*DIRECTIONS*
Give back every one of the records below word for word, line for line, without changing anything.

*INPUT RECORDS*
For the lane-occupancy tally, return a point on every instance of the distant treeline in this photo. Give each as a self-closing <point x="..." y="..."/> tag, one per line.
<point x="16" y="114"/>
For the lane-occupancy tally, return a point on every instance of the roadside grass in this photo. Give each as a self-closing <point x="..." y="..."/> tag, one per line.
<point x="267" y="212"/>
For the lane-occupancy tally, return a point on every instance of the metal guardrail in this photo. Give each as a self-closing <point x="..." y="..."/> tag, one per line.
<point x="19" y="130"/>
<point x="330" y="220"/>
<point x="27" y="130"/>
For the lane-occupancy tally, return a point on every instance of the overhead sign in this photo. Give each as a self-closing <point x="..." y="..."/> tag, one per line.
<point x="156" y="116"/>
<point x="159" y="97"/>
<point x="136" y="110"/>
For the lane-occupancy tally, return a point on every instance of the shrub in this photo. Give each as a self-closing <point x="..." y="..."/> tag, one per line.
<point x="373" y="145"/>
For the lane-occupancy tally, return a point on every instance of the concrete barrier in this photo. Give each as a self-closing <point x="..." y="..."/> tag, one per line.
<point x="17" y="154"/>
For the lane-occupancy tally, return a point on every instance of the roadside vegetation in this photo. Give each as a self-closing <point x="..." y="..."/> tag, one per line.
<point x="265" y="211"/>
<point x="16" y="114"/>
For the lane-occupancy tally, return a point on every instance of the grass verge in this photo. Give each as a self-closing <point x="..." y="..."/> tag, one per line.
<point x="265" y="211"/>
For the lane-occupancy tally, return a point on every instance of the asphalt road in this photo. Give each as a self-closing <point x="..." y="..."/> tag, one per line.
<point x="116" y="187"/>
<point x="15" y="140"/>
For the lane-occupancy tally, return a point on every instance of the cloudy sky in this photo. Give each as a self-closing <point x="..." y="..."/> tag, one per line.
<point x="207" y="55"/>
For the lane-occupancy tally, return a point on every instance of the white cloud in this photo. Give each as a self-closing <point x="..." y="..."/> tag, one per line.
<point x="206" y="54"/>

*RESULT*
For the lane-occupancy tally, return a point on every instance of the distant treeline in this photo. Give each as a self-closing <point x="..." y="..."/> tag, one per line.
<point x="16" y="114"/>
For the lane-occupancy tally, return a point on every instance of the roadside grass in this photo. Give each as a self-closing <point x="..." y="..."/> tag, one per line.
<point x="267" y="212"/>
For the lane-occupancy tally, return a point on every instance of the metal guardrail in this photo. Give each as a self-closing <point x="..." y="..."/> tag, one per line.
<point x="19" y="130"/>
<point x="330" y="220"/>
<point x="27" y="130"/>
For the lane-occupancy tally, return a point on every instance of the overhead sign in this photo. Give each as a self-closing <point x="..." y="..."/> tag, one per line.
<point x="156" y="116"/>
<point x="159" y="97"/>
<point x="136" y="110"/>
For the lane-occupancy tally, return a point on every instance of the shrub in this photo. Give each as a self-closing <point x="..." y="..."/> tag, one per line.
<point x="373" y="145"/>
For the lane-occupancy tally, return a point on every instance of the concrete barrier in this photo. Give each as a self-closing <point x="..." y="..."/> tag, one per line.
<point x="17" y="154"/>
For the lane-occupancy tally, return a point on every instance of the roadside vegetation in this photo. Give each as a self-closing <point x="..." y="..."/> tag, one per line.
<point x="265" y="211"/>
<point x="16" y="114"/>
For the lane-occupancy tally, return a point on every instance of the grass verge in this photo. Give each as a self-closing <point x="..." y="..."/> tag, one per line.
<point x="265" y="211"/>
For the lane-occupancy tally, return a point on every instance of the asphalt road in this photo. Give each as a self-closing <point x="..." y="..."/> tag, one per line.
<point x="116" y="187"/>
<point x="15" y="140"/>
For the lane-occupancy tally, return a point on every instance of the cloudy sky in this photo. Give each as a self-closing <point x="..." y="..."/> tag, one per line.
<point x="207" y="55"/>
For the lane-occupancy tally, return a point on every instance of the white cloud in this photo. Give each as a self-closing <point x="..." y="..."/> tag, one per line.
<point x="206" y="54"/>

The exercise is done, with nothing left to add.